"""

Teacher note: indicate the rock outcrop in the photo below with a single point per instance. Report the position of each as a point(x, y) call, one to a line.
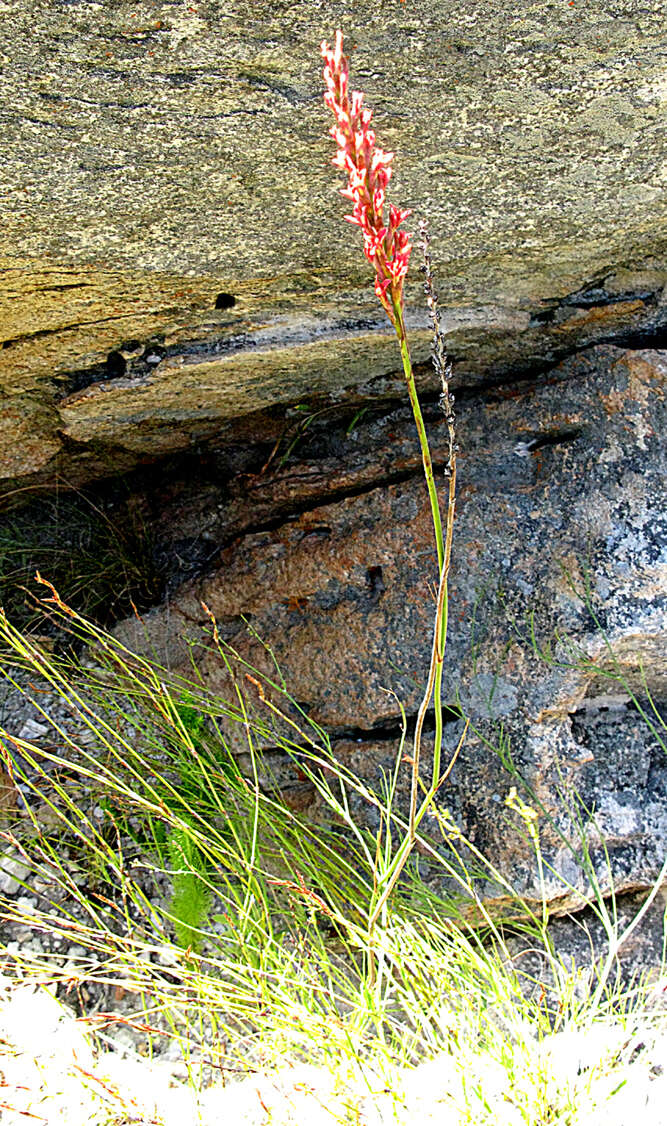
point(171, 249)
point(558, 600)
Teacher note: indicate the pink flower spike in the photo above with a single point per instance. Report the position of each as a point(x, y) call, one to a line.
point(368, 172)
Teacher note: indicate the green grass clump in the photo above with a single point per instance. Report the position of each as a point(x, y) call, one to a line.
point(250, 935)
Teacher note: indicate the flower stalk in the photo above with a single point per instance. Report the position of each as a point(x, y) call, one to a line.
point(388, 249)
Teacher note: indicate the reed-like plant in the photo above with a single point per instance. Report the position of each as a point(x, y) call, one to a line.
point(388, 249)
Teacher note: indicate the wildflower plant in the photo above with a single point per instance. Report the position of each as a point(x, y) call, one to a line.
point(388, 248)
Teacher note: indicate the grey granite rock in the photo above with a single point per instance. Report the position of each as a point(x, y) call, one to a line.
point(172, 253)
point(561, 489)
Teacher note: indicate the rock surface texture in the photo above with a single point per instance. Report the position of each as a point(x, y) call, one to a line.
point(171, 251)
point(559, 534)
point(178, 291)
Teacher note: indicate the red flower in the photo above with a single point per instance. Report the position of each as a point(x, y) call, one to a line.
point(368, 171)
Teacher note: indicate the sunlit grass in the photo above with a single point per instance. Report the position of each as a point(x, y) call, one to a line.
point(284, 957)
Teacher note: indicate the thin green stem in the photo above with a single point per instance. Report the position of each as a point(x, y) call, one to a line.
point(437, 524)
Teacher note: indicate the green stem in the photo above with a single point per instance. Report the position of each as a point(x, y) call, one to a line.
point(437, 524)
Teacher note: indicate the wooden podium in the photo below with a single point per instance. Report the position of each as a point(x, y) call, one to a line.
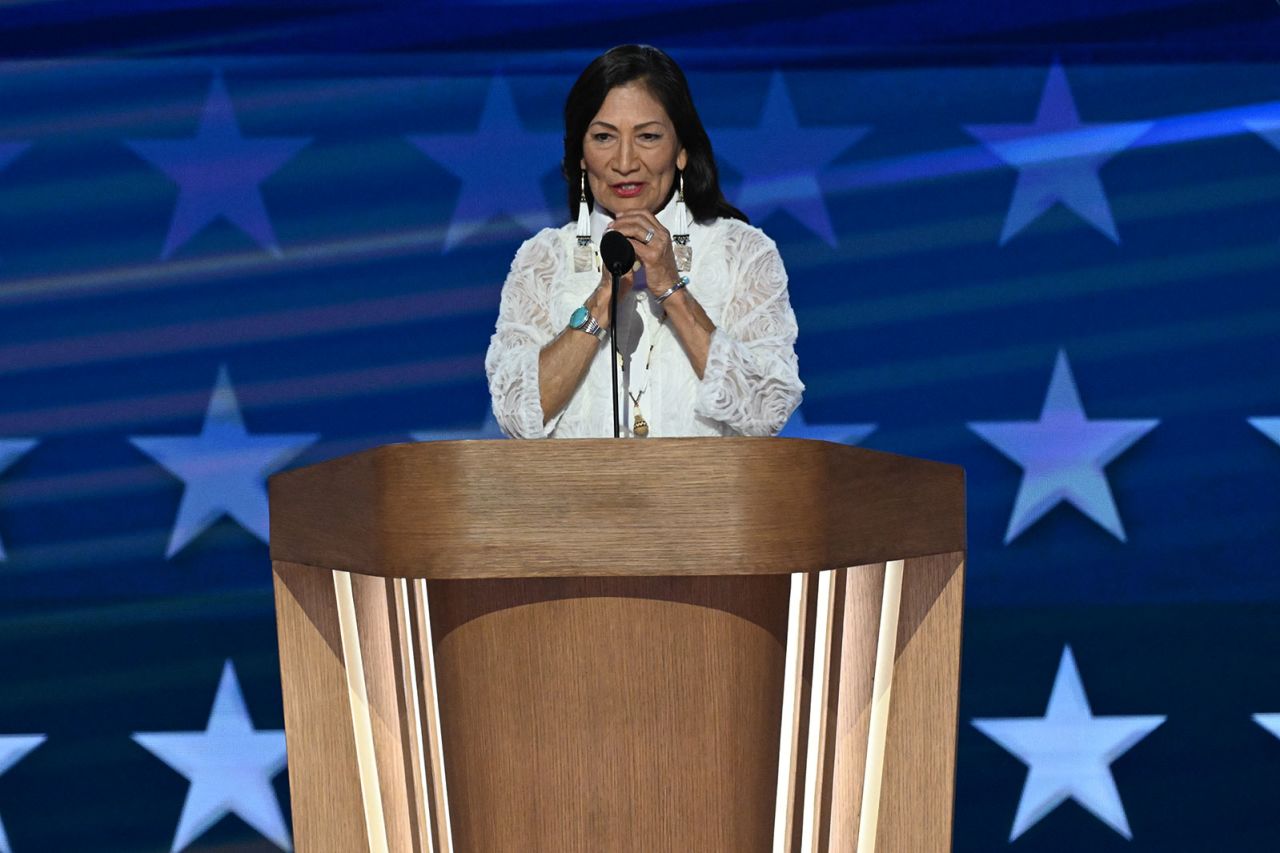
point(599, 646)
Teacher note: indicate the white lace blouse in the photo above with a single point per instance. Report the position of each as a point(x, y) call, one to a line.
point(749, 387)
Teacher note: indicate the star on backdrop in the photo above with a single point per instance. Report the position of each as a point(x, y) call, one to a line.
point(488, 429)
point(501, 167)
point(223, 469)
point(1063, 456)
point(14, 748)
point(1269, 427)
point(1069, 752)
point(780, 162)
point(229, 765)
point(1269, 721)
point(798, 427)
point(219, 173)
point(10, 450)
point(1057, 159)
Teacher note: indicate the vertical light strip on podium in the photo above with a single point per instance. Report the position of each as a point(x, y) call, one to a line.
point(882, 688)
point(789, 733)
point(818, 698)
point(419, 748)
point(361, 723)
point(435, 792)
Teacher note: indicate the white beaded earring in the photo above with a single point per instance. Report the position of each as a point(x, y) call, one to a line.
point(684, 251)
point(583, 252)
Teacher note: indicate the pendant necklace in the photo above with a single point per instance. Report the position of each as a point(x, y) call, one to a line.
point(639, 425)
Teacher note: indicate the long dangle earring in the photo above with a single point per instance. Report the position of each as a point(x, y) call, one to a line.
point(680, 240)
point(584, 255)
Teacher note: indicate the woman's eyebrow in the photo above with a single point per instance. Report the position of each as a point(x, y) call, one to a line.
point(635, 127)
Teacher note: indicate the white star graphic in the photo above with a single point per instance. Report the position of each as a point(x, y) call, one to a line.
point(10, 450)
point(14, 748)
point(1057, 159)
point(229, 765)
point(488, 429)
point(1063, 456)
point(1269, 427)
point(798, 427)
point(224, 468)
point(218, 173)
point(780, 162)
point(1069, 752)
point(499, 164)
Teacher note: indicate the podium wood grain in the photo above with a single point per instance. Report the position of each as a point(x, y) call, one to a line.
point(609, 626)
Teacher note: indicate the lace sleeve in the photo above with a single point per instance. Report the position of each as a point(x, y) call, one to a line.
point(524, 328)
point(752, 381)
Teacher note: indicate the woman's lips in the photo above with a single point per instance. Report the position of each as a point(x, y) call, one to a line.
point(626, 190)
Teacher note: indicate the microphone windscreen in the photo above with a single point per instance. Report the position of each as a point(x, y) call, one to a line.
point(617, 252)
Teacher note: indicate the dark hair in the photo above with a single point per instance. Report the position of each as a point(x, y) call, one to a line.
point(657, 72)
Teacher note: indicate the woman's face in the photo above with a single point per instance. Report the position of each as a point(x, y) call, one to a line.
point(630, 153)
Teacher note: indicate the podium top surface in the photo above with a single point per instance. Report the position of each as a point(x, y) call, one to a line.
point(602, 506)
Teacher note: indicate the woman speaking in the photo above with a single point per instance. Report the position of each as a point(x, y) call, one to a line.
point(704, 328)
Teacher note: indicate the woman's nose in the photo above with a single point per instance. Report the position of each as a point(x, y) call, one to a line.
point(626, 159)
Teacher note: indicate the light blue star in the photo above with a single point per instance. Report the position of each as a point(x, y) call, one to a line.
point(780, 162)
point(13, 748)
point(488, 429)
point(224, 468)
point(1269, 427)
point(218, 173)
point(10, 450)
point(1269, 721)
point(840, 433)
point(1069, 752)
point(1057, 159)
point(229, 765)
point(1269, 128)
point(501, 167)
point(1063, 456)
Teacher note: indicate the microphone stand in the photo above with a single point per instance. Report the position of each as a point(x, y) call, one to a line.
point(613, 342)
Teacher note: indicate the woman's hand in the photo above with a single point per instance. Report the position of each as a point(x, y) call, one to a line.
point(656, 255)
point(598, 302)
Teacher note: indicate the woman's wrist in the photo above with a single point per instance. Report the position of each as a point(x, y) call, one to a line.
point(662, 282)
point(598, 304)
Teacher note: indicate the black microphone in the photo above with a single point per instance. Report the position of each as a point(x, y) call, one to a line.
point(618, 256)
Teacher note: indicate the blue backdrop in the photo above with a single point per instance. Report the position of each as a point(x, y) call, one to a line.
point(1041, 241)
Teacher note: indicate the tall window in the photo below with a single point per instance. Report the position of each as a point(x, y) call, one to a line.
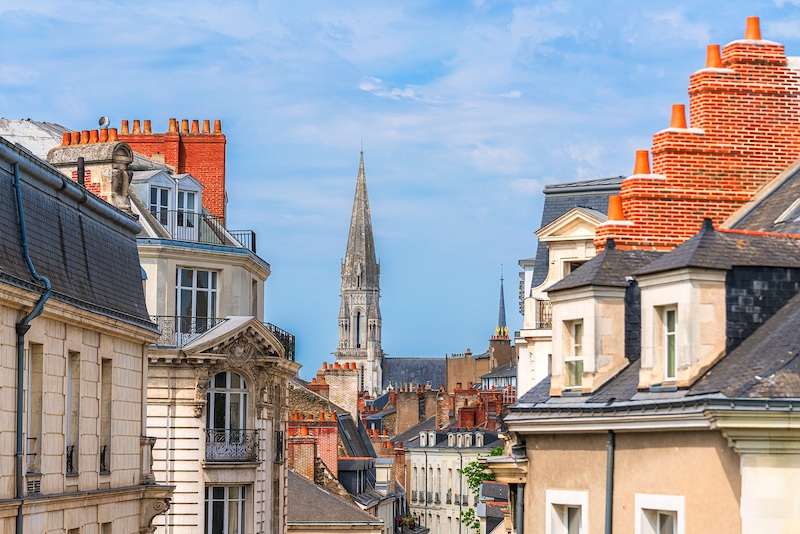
point(670, 338)
point(197, 300)
point(35, 392)
point(574, 360)
point(159, 203)
point(225, 510)
point(227, 437)
point(73, 410)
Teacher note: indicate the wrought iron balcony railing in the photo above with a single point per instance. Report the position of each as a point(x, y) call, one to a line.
point(231, 445)
point(198, 227)
point(178, 331)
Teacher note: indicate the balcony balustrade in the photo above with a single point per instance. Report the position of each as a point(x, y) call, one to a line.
point(178, 331)
point(231, 445)
point(187, 225)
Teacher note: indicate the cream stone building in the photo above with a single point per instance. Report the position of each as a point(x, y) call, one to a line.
point(217, 380)
point(76, 456)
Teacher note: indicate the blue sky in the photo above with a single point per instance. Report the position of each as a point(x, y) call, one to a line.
point(466, 110)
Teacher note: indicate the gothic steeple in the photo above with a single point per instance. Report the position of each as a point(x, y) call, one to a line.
point(360, 314)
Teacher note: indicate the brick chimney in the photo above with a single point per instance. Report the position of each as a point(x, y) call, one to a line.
point(201, 154)
point(743, 132)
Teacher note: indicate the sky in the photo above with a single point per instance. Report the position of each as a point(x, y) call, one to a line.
point(465, 111)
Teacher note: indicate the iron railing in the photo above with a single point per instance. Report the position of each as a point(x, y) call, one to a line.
point(544, 314)
point(71, 460)
point(198, 227)
point(231, 445)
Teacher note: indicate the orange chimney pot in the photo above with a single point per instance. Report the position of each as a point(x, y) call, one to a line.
point(642, 165)
point(753, 30)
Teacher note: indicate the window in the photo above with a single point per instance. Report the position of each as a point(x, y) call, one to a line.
point(227, 436)
point(670, 320)
point(225, 510)
point(73, 410)
point(35, 392)
point(659, 514)
point(574, 360)
point(105, 415)
point(197, 300)
point(567, 512)
point(159, 203)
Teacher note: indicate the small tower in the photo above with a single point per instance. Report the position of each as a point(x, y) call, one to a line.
point(501, 351)
point(360, 314)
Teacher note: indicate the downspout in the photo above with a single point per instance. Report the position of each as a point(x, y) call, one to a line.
point(22, 328)
point(611, 445)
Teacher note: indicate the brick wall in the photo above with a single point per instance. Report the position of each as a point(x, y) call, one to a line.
point(744, 132)
point(197, 151)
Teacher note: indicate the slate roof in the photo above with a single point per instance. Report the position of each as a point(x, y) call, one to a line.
point(85, 246)
point(712, 249)
point(398, 371)
point(559, 199)
point(609, 268)
point(309, 503)
point(765, 365)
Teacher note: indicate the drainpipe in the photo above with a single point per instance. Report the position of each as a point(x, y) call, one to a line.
point(611, 445)
point(22, 328)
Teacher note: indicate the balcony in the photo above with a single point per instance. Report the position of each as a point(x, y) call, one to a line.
point(186, 225)
point(178, 331)
point(231, 445)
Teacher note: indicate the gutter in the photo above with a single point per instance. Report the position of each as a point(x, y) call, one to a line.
point(22, 328)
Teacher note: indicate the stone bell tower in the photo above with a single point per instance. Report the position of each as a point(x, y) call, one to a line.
point(360, 314)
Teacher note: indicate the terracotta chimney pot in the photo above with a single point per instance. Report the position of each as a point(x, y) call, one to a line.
point(642, 165)
point(753, 30)
point(678, 119)
point(614, 209)
point(713, 57)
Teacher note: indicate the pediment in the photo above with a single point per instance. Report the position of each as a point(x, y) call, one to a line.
point(577, 223)
point(238, 338)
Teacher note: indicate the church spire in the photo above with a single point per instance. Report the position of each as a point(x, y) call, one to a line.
point(501, 332)
point(360, 269)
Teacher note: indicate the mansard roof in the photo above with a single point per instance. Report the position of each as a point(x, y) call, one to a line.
point(85, 246)
point(360, 269)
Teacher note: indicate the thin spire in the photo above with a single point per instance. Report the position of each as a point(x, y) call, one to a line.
point(501, 331)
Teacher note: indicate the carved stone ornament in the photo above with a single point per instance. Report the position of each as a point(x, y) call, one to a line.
point(149, 509)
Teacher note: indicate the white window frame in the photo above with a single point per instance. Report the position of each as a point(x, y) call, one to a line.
point(556, 503)
point(666, 335)
point(575, 350)
point(650, 504)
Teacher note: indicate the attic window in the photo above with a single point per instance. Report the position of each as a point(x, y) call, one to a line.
point(791, 214)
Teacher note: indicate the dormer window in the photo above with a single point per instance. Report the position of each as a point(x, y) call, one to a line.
point(574, 360)
point(669, 317)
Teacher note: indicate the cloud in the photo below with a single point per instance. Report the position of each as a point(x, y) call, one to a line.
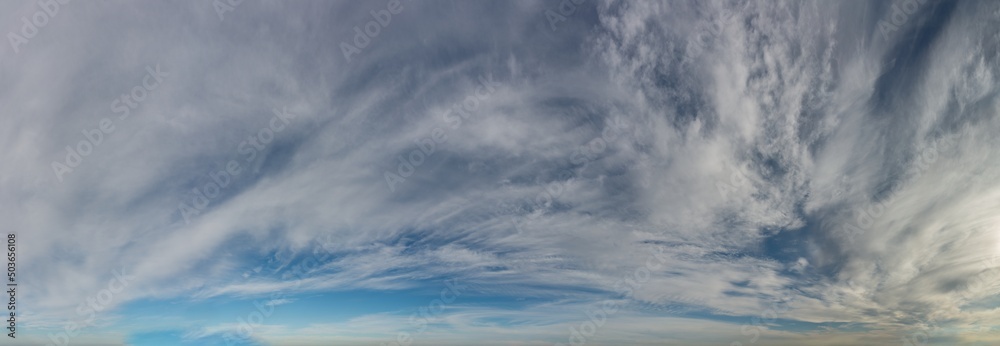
point(768, 152)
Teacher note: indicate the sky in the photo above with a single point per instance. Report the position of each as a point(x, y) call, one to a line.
point(575, 172)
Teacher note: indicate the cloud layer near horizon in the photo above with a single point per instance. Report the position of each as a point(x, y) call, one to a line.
point(766, 151)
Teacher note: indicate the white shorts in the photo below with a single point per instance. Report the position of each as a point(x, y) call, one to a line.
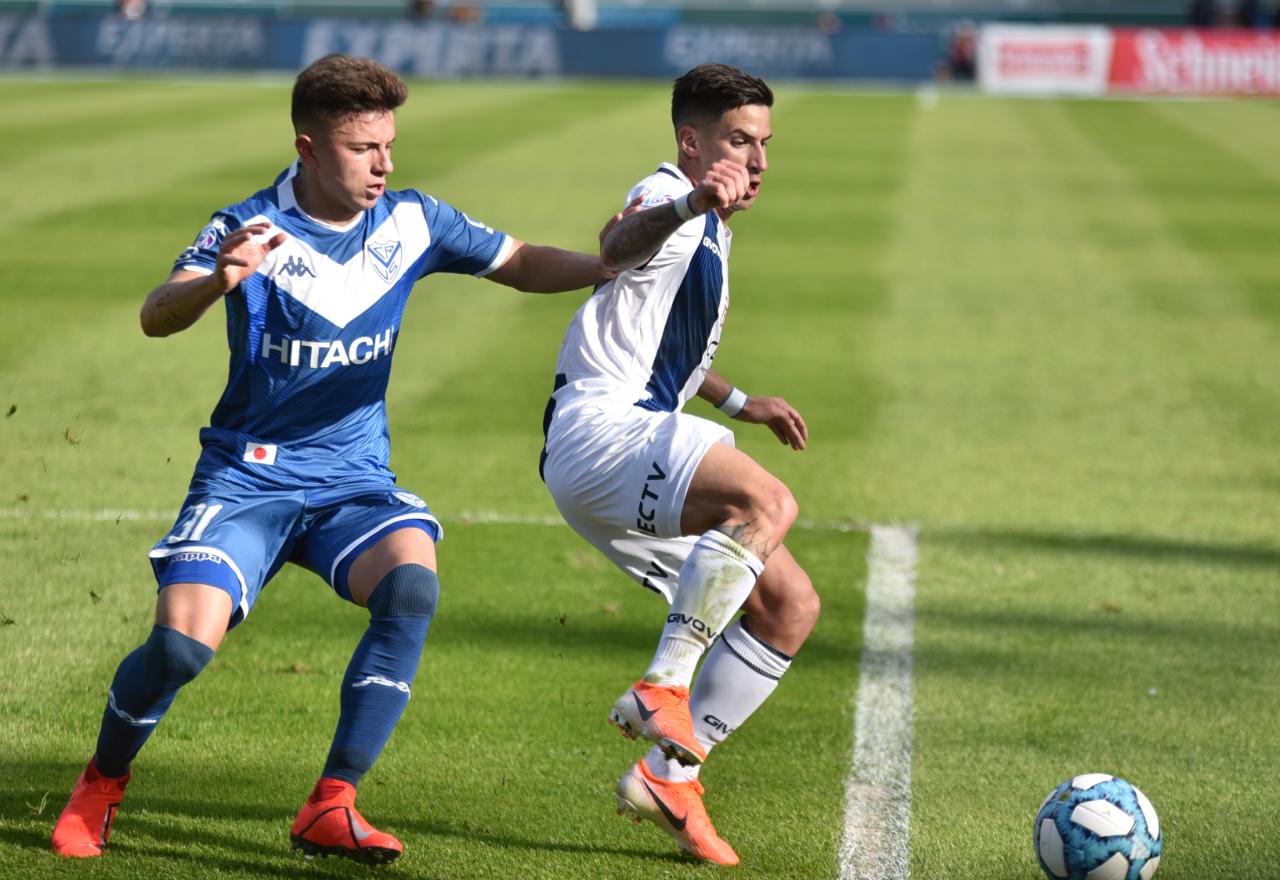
point(620, 475)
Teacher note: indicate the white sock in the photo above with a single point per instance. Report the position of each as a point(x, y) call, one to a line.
point(714, 581)
point(739, 675)
point(663, 768)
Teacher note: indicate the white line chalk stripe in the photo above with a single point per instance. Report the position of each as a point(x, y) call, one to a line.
point(465, 517)
point(878, 788)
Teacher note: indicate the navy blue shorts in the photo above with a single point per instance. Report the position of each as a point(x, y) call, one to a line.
point(237, 540)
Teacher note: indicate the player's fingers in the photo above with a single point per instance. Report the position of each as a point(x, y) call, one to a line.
point(801, 427)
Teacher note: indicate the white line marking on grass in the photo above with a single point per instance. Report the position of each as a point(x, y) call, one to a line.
point(878, 788)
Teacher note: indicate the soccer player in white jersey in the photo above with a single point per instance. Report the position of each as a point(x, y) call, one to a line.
point(663, 494)
point(315, 271)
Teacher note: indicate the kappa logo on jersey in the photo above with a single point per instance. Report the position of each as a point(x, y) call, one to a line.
point(211, 234)
point(387, 256)
point(196, 557)
point(295, 266)
point(324, 353)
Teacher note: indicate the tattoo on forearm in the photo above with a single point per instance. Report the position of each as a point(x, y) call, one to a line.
point(638, 237)
point(167, 315)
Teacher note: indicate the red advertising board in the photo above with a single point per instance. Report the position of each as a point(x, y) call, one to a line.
point(1185, 62)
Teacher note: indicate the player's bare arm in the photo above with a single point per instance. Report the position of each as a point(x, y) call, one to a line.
point(539, 269)
point(186, 296)
point(776, 413)
point(638, 237)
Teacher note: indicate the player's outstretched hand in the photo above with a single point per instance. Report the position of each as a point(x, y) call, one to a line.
point(243, 251)
point(722, 186)
point(780, 416)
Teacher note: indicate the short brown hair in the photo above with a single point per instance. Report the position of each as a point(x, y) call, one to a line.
point(709, 91)
point(339, 86)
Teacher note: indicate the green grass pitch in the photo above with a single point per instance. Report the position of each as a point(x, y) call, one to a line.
point(1046, 331)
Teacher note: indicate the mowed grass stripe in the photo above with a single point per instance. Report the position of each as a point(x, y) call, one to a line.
point(1033, 377)
point(1217, 204)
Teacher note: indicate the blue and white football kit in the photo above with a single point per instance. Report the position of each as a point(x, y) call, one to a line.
point(295, 459)
point(620, 453)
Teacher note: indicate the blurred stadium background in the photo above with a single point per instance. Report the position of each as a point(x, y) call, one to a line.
point(1055, 46)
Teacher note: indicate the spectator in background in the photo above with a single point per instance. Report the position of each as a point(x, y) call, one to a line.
point(1203, 13)
point(1249, 14)
point(963, 51)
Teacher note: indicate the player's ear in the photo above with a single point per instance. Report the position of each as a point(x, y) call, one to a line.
point(306, 149)
point(686, 138)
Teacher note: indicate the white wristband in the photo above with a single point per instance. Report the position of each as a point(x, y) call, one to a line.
point(684, 210)
point(734, 403)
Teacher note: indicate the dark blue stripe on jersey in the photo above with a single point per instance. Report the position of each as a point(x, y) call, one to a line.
point(561, 381)
point(689, 326)
point(339, 246)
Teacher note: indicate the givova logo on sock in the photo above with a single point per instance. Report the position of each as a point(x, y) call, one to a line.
point(693, 623)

"""

▶ [REQUIREMENTS] Copy out exactly the lines from the line with "Teacher note: indicate the player's ear" to the end of the listing, including both of those lines, and give nothing else.

▶ [FINAL RESULT]
Teacher note: indicate the player's ear in the photo above with a single point per instance. Report the position of each as a point(x, y) call, one to a line.
point(306, 149)
point(686, 138)
Teacher note: indicate the white wristband in the photo above with a single point per instance. Report the position of each as a point(x, y) call, one to a line.
point(684, 210)
point(734, 403)
Teacher note: indicate the dark blue stripe on jersey in the photo above with a single point per instance. Report the position of each as a point(x, y) call, one to a line.
point(561, 381)
point(689, 326)
point(339, 246)
Teacher note: indicate the givova logo on sock in the photo above with a single point per instance. Report the position of each as a point(x, y) call, one to a line.
point(693, 623)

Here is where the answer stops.